**What the task requires:**
Retype, without alteration, each line from the line containing "of the distant" to the final line of the records.

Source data

* * * *

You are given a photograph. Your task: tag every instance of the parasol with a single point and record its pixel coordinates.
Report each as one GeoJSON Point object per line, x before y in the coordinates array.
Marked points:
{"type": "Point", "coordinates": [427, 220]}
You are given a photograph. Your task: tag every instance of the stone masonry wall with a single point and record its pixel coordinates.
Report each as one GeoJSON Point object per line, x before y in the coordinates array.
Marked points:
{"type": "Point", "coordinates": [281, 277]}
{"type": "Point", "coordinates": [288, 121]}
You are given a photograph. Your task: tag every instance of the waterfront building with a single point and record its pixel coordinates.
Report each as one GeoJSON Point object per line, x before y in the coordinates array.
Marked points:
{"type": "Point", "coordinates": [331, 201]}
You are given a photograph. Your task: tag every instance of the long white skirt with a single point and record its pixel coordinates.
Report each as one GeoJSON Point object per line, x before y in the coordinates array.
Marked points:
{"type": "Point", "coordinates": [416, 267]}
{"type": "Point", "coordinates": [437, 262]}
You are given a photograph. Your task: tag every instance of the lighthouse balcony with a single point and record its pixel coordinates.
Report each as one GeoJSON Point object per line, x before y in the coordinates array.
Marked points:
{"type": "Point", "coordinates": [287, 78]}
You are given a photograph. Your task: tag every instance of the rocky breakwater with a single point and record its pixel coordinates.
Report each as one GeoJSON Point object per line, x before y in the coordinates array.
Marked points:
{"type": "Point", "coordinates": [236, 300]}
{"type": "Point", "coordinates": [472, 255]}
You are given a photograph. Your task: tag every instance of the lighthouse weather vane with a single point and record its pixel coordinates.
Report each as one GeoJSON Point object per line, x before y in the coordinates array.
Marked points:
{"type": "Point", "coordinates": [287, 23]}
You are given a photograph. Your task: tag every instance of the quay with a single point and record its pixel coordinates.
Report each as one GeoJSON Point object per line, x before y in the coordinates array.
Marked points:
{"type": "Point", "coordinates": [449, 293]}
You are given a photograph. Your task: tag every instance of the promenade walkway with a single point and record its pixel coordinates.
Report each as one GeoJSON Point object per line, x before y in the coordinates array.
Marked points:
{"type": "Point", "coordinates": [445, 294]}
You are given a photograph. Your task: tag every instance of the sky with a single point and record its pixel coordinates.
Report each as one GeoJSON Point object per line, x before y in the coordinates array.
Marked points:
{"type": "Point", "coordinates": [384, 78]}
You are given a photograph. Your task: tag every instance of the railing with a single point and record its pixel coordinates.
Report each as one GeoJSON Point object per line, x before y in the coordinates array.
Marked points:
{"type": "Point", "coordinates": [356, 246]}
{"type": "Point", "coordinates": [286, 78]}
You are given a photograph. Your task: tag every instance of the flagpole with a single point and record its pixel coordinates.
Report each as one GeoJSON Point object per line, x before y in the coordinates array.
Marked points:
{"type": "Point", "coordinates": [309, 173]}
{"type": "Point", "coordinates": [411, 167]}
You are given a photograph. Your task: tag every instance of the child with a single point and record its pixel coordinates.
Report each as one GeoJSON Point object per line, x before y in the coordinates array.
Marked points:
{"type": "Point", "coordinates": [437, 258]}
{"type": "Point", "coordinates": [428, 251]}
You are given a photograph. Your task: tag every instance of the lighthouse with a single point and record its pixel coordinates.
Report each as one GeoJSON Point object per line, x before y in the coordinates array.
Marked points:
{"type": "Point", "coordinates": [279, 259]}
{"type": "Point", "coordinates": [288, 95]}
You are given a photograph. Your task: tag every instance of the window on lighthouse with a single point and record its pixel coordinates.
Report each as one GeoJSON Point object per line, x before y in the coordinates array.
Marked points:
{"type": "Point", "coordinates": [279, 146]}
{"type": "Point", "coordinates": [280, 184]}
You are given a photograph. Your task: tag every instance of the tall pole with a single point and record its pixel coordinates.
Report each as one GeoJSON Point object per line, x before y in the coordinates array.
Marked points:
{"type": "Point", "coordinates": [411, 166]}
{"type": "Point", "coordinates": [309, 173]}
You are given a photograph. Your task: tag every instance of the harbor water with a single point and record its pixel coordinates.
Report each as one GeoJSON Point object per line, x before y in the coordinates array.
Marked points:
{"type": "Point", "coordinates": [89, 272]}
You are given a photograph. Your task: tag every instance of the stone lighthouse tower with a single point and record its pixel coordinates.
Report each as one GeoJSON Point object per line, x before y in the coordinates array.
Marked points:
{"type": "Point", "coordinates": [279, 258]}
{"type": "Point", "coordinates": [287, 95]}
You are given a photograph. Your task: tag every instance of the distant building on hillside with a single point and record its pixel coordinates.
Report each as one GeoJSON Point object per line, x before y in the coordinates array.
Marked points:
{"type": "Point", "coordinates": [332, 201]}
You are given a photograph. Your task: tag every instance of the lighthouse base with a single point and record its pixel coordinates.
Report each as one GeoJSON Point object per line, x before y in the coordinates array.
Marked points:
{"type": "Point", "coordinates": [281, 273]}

* * * *

**Exercise solution:**
You are given a photograph. Your task: tag every instance of the distant building on hillside with a single point and record its pixel coordinates.
Report each as one GeoJSON Point object per line, x before y in the coordinates array.
Marked points:
{"type": "Point", "coordinates": [332, 201]}
You are given a photograph. Your task: tag every instance of the lighthouse base with a single point and record its pixel coordinates.
Report each as one GeoJSON Point object per line, x before y in the coordinates array.
Marked points:
{"type": "Point", "coordinates": [281, 273]}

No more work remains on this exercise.